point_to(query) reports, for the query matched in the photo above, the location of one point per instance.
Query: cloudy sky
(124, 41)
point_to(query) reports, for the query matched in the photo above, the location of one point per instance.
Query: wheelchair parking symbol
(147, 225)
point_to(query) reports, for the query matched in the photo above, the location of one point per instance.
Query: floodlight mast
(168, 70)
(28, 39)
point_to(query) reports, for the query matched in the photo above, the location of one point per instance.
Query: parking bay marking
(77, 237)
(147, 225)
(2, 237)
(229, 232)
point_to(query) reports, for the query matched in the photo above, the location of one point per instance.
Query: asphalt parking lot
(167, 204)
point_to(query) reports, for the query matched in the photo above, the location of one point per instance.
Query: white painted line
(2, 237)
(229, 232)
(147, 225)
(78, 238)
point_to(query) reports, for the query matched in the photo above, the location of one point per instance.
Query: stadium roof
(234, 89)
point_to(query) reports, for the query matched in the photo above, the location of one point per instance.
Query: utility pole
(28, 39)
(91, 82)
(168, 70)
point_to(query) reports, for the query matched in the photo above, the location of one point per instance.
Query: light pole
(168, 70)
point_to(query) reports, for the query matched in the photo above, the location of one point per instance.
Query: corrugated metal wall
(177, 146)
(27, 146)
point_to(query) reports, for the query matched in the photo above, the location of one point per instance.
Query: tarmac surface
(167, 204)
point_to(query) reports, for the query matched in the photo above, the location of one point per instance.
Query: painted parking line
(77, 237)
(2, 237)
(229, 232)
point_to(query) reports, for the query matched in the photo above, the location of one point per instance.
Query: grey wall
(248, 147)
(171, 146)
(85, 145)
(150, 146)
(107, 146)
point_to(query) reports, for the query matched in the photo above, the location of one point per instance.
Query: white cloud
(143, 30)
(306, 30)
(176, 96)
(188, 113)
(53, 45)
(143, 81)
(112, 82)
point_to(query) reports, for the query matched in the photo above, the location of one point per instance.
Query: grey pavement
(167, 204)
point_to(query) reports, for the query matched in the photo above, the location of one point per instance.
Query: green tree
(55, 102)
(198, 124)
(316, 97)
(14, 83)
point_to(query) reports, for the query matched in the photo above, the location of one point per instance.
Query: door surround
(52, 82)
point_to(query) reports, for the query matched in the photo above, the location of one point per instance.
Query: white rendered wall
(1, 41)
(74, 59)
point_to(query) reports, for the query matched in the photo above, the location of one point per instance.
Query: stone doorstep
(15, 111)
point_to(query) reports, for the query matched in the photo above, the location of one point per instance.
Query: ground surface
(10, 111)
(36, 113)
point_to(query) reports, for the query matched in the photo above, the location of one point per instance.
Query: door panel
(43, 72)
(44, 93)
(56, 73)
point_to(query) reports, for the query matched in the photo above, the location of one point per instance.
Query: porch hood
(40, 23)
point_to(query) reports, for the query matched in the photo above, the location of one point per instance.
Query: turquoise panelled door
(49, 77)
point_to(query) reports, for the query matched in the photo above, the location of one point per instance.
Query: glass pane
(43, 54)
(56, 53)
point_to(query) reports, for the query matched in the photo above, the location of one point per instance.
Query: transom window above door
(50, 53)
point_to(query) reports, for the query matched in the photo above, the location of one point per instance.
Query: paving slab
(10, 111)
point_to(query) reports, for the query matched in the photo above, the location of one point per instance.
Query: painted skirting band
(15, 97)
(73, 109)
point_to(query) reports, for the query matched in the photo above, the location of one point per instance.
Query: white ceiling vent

▶ [How to complete this task] The expected response is the full set of records, reproduced exactly.

▶ [Solution to this problem]
point_to(query) reports, for the query matched in the photo above, the location of one point per instance.
Query: cloudy sky
(124, 41)
point_to(query) reports, for the query matched in the photo above, the location of one point per instance.
Query: wheelchair parking symbol
(147, 225)
point_to(query) reports, for the query matched in the photo above, the location of one point per instance.
Query: floodlight mast
(168, 70)
(28, 39)
point_to(query) reports, for the query matched in the photo above, the location of one point per instance.
Query: parking bay marking
(77, 237)
(147, 225)
(2, 237)
(229, 232)
point_to(query) reports, for the query matched in the photo above, the location of one point per instance.
Query: asphalt parking lot
(167, 204)
point_to(query) reports, for the query matched in the photo above, the location of one point per instance.
Query: white painted line
(2, 237)
(229, 232)
(147, 225)
(78, 238)
point_to(query) reports, for the query matched in the photo above, the location of one point per instance.
Query: stadium roof
(234, 89)
point_to(query) reports, for the query matched in the photo above, the location of one point per instance.
Query: utility pole
(28, 39)
(91, 82)
(168, 70)
point_to(query) reports, for the query matched in the photo above, the location of one point per instance.
Query: light pole
(168, 70)
point_to(query) reports, for the query matched in the photo above, the location of one point per instance.
Query: corrugated metal wall
(177, 146)
(27, 146)
point_to(query) reports, for the query matched in the photo above, the location of one point per instance.
Query: tarmac surface
(167, 204)
point_to(query) reports, for the query matched in the photo above, the location of one point per instance.
Query: painted parking line
(77, 237)
(2, 237)
(229, 232)
point_to(query) reports, for the query matched in the photo above, the location of one point per instance.
Query: grey wall
(248, 147)
(171, 146)
(85, 145)
(150, 146)
(107, 146)
point_to(query) reports, for the query matched in the photo above, the location of one point per instance.
Query: white cloud
(143, 30)
(306, 30)
(176, 96)
(188, 113)
(53, 45)
(143, 81)
(112, 82)
point_to(query) reports, for the query matched in the photo above, the location of one point per instance.
Query: grey pavement
(167, 204)
point_to(query) reports, for the query matched in the photo above, the location of one point per instance.
Query: green tree
(55, 102)
(198, 124)
(316, 97)
(14, 83)
point_to(query) reports, for the query matched in the photo above, the location of one point per instance.
Query: door surround
(52, 82)
point_to(query) reports, for the query matched in the photo above, the location of one point per instance.
Query: white rendered wall
(1, 41)
(74, 59)
point_to(query) reports, for the query matched in the photo above, the location of one point per instance.
Query: stone doorstep
(15, 111)
point_to(query) reports, for the query matched in the photo above, the location of one point per instance.
Query: ground surface
(10, 111)
(36, 113)
point_to(query) reports, for the query matched in the photo above, the location of one point per instance.
Query: door panel
(43, 72)
(44, 93)
(56, 73)
point_to(query) reports, for the query matched in the photo above, the location of one point per instance.
Query: porch hood
(40, 23)
point_to(query) reports, for the query matched in the photo above, the location of one point per instance.
Query: turquoise panelled door
(49, 77)
point_to(query) reports, for the query matched in the photo above, the location of one point per instance.
Query: glass pane
(43, 54)
(56, 53)
point_to(query) reports, for the query matched in the photo above, the location of one point per instance.
Query: transom window above door
(50, 53)
point_to(query) reports, for the query matched in the photo above, the location of one point per instance.
Query: paving slab
(10, 111)
point_to(query) reports, for the query matched in the photo above, the location of one point per instance.
Query: painted skirting band
(15, 97)
(73, 109)
point_to(query) reports, for the query matched in the photo above, the location of one point per instance.
Query: white ceiling vent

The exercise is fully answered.